━━━━━ Extrait de page ━━━━━
La première page est un véritable mode d'emploi pour la rubrique du pinailleur de BoDoï. Pour obtenir le reflet de la statue de la Liberté dans les lunettes du personnage tel que présenté, il faut être imaginatif. Mais bon, c'était juste pour dire quelque chose. Car dans l'ensemble, Simon Léturgie éclabousse cette BD de son insolent talent. Et sa paire de compères dont son père n'est pas le moindre n'a rien à lui envier !
La Ville Jaune (Sky Doll) par Thierry Bellefroid
« La ville jaune », tome 1 de Sky Doll par Barbucci et Canepa. Chez Soleil.

Comment réinventer la SF ? La question mérite d'être posée quand on voit la multiplication des séries qui ont souvent l'air d'être de vagues clones les unes des autres. Peut-être en la confiant à des mains féminines ? Ou en exaltant des personnages qui sentent un peu moins l'univers macho et confiné que la plupart des récits du genre. Barbara Canepa et Alessandro Barbucci y sont parvenus. Leur récit est à cheval entre la SF et la fable onirique. On y retrouve une sensibilité assez proche de celle développée dans « Fée et tendres automates » (par Téhy et Béatrice Tillier, chez vents d'Ouest). L'idée d'avoir choisi pour personnage principal une poupée de plastic incapable de pleurer mais pourtant bien plus humaine dans ses sentiments que de nombreux héros de BD permet d'installer d'emblée un climat différent, merveilleusement rehaussé par un dessin (Barbucci) qui exalte les seventies et des couleurs acidulées (Canepa)qui viennent renforcer le côté « jouet » de l'ensemble. Sky Doll doit sans doute beaucoup au fait que les deux auteurs se sont partagé le travail du début à la fin et ont mélangé leur savoir-faire et leurs univers durant toutes les étapes. Mais tout ça ne nous dit rien de l'histoire. Sans en dévoiler la teneur, sachez qu'elle tient parfaitement la route et que, comme beaucoup d'autres, elle va chercher dans le fanatisme religieux les fondements nécessaires à une société duale, partagée entre une dévotion obligatoire pour une déesse « officielle » et l'attraction irrésistible qu'exerce Agape, la papesse reniée dont le culte est interdit. Tout est dit. Ne reste qu'à embarquer à la suite de ce duo italien pour un univers trompeusement rose aux allures de Barbie du futur. A découvrir.


« Le grand passage », tome 1 de la série « les processionnaires », par Séra et Saimbert. Chez Albin Michel.
━━━━━ Lignes enregistrées ━━━━━
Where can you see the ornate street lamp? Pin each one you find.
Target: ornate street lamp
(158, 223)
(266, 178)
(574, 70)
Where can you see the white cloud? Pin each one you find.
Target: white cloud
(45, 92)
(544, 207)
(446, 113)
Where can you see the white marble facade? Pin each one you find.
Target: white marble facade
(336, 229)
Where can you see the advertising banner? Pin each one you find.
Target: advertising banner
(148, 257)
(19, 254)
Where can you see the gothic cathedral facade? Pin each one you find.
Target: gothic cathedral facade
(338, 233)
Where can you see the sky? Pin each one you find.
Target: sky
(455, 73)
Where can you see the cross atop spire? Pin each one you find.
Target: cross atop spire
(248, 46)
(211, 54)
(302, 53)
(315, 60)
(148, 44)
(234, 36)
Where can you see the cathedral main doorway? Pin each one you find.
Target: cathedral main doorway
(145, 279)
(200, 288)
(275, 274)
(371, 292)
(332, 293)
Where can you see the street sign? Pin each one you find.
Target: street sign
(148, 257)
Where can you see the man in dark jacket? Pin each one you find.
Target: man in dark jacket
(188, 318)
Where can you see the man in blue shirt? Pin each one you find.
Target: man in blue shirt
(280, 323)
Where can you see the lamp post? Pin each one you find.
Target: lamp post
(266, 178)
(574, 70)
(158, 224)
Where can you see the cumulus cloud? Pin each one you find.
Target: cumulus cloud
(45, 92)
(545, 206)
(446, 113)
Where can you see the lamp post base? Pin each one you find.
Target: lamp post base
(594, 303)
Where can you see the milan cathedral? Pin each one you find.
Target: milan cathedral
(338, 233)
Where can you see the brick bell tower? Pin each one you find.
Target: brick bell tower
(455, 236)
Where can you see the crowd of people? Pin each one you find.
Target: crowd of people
━━━━━
▶ **Tâches à réaliser**
1. Relevez chacune des maisons d'édition que l'extrait de page introduit par le mot « chez ».
2. Selon l'extrait de page, quel est le nom de la papesse reniée dont le culte est interdit dans Sky Doll ?
Ces entrées n'ont aucun rapport avec l'extrait de page.

▶ **Résultats des tâches**
1. Soleil, vents d'Ouest, Albin Michel

2. Agape